# Page excerpt start
What do you do for a living? Are you a victim of a Career Crisis?
Are you in a moment of a career crisis? When someone asks you, “What do you do for a living” what do you say? How much do you inflate what you really do and, if you inflate or exaggerate your job title or the responsibilities you have been granted by the corporation where you work, then why do you do it? Have you seen this behavior in other people? Perhaps these are moments of career crisis. Perhaps this type of response clearly demonstrates and articulates the existence of a gap between the hopes and reality of life.
If you get to the top do you own your career success? Likewise, if you don’t, do you own your failure? Isn’t your lot in life and your career achievement the result of every decision you ever made? Why shouldn’t you own your success as well as your failure? Is this too simplistic? Is there relief in the concept of Tragedy?
Is there hope for people who suffer moments of career crisis?
Now everybody, all politicians on left and right, agree that meritocracy is a great thing, and we should all be trying to make our societies really really meritocratic. In other words, what is a meritocratic society? A meritocratic society is one in which if you’ve got talent and energy and skill, you will get to the top. Nothing should hold you back.
# Page excerpt end
* [Problem details] Extend the essay on career crisis and meritocracy above, writing the next part after its final sentence, "Nothing should hold you back."
# Data start
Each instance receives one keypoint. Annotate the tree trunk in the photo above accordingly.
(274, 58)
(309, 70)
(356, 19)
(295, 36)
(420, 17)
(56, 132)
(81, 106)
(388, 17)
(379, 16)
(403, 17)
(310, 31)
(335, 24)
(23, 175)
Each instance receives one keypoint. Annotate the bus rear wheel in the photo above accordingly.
# Data end
* [Exercise output]
It’s a beautiful idea. The problem is if you really believe in a society where those who merit to get to the top, get to the top, you’ll also, by implication, and in a far more nasty way, believe in a society where those who deserve to get to the bottom also get to the bottom and stay there. In other words, your position in life comes to seem not accidental, but merited and deserved. And that makes failure seem much more crushing.
You know, in the middle ages, in England, when you met a very poor person, that person would be described as an “unfortunate.” Literally, somebody who had not been blessed by fortune, an unfortunate. Nowadays, particularly in the United States, if you meet someone at the bottom of society, they may, unkindly, be described as a “loser.” There is a real difference between an unfortunate and a loser. And that shows 400 years of evolution in society, and our belief in who is responsible for our lives. It’s no longer the gods, it’s us. We’re in the driving seat.
That’s exhilarating if you’re doing well, and very crushing if you’re not. It leads, in the worst cases, in the analysis of a sociologist like Emil Durkheim, it leads to increased rates of suicide. There are more suicides in developed individualistic countries than in any other part of the world. And some of the reason for that is that people take what happens to them extremely personally. They own their success. But they also own their failure.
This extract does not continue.